- [Records to use]:

....

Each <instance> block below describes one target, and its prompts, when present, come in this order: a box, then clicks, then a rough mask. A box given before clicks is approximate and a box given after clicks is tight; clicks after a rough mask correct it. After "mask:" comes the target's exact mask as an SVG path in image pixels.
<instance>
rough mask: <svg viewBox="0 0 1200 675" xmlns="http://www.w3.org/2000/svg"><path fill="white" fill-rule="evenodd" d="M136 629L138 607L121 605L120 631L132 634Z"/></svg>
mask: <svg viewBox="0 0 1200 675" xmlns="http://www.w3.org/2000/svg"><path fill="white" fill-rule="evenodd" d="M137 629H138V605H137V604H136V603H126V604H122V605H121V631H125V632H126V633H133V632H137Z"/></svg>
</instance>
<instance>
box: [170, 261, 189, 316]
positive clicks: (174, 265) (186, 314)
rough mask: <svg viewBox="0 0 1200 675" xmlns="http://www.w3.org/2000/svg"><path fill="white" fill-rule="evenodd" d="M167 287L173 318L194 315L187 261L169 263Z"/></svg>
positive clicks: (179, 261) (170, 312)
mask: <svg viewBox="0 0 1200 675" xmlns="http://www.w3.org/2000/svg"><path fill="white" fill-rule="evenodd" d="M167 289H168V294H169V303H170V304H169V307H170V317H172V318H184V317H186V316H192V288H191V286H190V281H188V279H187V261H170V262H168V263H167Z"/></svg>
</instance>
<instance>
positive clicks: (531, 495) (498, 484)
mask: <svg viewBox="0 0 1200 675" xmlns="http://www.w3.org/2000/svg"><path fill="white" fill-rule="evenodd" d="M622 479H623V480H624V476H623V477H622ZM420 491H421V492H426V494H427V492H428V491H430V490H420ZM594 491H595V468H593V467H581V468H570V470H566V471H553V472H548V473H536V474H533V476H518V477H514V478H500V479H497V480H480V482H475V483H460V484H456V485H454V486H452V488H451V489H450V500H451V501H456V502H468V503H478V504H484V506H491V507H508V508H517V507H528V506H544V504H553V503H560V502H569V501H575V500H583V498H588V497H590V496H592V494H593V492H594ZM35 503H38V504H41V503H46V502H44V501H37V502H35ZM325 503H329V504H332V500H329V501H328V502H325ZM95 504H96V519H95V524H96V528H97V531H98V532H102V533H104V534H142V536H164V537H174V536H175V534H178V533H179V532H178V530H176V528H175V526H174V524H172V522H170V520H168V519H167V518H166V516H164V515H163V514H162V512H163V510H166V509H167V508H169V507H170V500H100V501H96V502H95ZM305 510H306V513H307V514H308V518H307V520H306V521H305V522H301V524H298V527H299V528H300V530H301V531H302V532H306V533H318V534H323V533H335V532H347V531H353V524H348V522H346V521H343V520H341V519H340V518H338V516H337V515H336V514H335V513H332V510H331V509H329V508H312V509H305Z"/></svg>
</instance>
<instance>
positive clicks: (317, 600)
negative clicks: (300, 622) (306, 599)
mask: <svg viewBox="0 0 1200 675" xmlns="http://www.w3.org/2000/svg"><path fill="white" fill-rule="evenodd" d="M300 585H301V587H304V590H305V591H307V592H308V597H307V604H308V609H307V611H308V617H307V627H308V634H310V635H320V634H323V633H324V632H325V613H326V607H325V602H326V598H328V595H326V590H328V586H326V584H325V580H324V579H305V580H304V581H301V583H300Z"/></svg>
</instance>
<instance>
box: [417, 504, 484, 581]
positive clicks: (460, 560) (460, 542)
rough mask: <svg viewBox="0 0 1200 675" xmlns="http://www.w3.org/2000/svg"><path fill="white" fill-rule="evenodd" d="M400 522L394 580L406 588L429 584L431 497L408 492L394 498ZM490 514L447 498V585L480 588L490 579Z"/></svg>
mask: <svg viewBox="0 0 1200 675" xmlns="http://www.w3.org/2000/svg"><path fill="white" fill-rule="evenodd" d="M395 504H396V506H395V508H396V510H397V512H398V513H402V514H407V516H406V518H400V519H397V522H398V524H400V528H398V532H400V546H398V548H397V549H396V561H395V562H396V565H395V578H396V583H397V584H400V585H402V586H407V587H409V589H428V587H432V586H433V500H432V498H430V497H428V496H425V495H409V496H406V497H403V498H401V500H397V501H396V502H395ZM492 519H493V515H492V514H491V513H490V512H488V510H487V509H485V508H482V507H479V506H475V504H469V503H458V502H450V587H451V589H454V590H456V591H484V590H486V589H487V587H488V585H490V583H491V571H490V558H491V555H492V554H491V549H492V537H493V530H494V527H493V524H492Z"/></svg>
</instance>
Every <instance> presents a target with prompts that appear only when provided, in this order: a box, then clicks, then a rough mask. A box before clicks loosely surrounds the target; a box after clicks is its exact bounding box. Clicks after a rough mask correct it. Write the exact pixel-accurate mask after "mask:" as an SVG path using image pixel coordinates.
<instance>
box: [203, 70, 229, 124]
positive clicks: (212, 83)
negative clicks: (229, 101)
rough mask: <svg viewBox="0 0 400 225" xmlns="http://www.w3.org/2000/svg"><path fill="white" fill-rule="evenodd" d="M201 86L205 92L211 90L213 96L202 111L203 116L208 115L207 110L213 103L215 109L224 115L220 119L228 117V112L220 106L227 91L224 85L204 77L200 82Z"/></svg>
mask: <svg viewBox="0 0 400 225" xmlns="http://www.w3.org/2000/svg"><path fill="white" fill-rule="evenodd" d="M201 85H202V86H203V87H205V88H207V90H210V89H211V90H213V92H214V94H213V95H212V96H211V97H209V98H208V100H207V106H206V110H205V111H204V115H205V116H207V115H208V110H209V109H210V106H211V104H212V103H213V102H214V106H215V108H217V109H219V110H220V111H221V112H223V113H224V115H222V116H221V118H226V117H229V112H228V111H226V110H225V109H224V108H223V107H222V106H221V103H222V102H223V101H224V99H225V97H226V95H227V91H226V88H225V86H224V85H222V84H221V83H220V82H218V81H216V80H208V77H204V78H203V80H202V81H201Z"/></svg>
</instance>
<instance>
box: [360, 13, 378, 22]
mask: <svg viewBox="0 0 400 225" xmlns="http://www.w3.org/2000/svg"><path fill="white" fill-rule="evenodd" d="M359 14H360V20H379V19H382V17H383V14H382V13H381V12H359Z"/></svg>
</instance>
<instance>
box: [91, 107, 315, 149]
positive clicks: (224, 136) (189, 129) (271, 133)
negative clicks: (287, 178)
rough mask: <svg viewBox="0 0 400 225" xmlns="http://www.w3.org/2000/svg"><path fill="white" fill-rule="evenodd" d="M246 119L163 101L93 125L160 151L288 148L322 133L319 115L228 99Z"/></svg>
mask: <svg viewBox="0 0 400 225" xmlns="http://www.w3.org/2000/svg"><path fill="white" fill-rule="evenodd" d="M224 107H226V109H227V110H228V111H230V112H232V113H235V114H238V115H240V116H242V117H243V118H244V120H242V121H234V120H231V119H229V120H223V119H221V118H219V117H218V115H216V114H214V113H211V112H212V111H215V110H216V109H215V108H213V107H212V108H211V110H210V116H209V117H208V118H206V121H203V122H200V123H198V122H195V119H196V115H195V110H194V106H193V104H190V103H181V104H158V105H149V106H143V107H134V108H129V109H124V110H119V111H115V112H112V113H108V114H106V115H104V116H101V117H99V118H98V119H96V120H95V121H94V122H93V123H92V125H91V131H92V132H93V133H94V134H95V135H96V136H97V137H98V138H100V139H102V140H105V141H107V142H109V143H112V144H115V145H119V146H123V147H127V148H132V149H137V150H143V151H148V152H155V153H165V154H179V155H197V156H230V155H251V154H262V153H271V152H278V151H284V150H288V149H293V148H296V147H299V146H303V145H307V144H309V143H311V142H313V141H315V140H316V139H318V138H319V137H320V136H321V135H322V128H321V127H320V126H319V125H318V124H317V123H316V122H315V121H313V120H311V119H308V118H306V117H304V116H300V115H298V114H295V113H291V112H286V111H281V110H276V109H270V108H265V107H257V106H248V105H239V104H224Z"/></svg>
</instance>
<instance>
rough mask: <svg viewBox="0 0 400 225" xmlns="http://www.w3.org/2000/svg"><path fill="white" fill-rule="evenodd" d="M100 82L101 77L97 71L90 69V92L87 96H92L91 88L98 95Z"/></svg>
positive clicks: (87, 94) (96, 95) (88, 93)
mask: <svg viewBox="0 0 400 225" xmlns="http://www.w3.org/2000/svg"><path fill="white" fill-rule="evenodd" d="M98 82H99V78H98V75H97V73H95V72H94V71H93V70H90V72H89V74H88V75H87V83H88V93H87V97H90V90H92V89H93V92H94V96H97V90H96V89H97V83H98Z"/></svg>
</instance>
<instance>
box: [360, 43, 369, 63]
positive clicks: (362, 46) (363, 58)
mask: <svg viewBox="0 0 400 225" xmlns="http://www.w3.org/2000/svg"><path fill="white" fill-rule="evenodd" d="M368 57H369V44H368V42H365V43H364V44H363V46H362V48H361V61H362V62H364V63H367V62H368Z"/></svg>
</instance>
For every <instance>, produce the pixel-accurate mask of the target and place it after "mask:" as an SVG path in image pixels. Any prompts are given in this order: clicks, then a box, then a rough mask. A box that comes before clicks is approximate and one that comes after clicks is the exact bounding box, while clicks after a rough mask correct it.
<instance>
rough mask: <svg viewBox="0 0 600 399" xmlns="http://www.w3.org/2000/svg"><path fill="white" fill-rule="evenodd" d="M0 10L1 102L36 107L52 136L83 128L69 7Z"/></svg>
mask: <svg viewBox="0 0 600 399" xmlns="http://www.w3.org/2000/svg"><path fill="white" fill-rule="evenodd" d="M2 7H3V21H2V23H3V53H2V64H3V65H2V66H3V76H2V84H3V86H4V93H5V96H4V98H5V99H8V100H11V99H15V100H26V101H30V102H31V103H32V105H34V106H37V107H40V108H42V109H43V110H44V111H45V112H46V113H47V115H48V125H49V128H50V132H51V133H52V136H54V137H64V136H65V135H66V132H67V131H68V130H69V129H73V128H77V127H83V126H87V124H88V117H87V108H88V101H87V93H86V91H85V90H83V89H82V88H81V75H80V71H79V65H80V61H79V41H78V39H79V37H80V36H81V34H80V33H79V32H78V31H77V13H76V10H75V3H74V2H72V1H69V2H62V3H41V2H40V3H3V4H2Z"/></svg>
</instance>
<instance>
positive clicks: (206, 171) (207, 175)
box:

....

- [Work order]:
Reproduce only the lines above spanning from the line containing "positive clicks: (531, 495) (498, 484)" through the line containing "positive clicks: (317, 600)", word for word.

- [Result]:
positive clicks: (531, 495) (498, 484)
mask: <svg viewBox="0 0 1200 675" xmlns="http://www.w3.org/2000/svg"><path fill="white" fill-rule="evenodd" d="M622 479H623V480H624V476H623V477H622ZM420 491H421V492H426V494H427V492H428V491H430V490H420ZM594 491H595V468H593V467H581V468H570V470H566V471H553V472H548V473H536V474H533V476H518V477H514V478H500V479H497V480H480V482H475V483H460V484H456V485H454V486H452V488H451V489H450V500H451V501H456V502H468V503H478V504H484V506H491V507H508V508H517V507H528V506H544V504H553V503H560V502H569V501H575V500H583V498H588V497H590V496H592V494H593V492H594ZM35 503H38V504H41V503H46V502H44V501H37V502H35ZM325 503H329V504H332V500H329V501H328V502H325ZM95 504H96V519H95V524H96V528H97V531H98V532H102V533H104V534H142V536H164V537H174V536H175V534H178V533H179V532H178V530H176V528H175V526H174V524H172V522H170V520H168V519H167V518H166V516H164V515H163V514H162V512H163V510H166V509H167V508H169V507H170V500H100V501H96V502H95ZM305 510H306V513H307V514H308V518H307V520H306V521H305V522H301V524H298V527H299V528H300V530H301V531H302V532H306V533H318V534H323V533H335V532H347V531H353V524H348V522H346V521H343V520H341V519H340V518H338V516H337V515H336V514H335V513H332V510H331V509H329V508H312V509H305Z"/></svg>
</instance>
<instance>
positive clicks: (317, 600)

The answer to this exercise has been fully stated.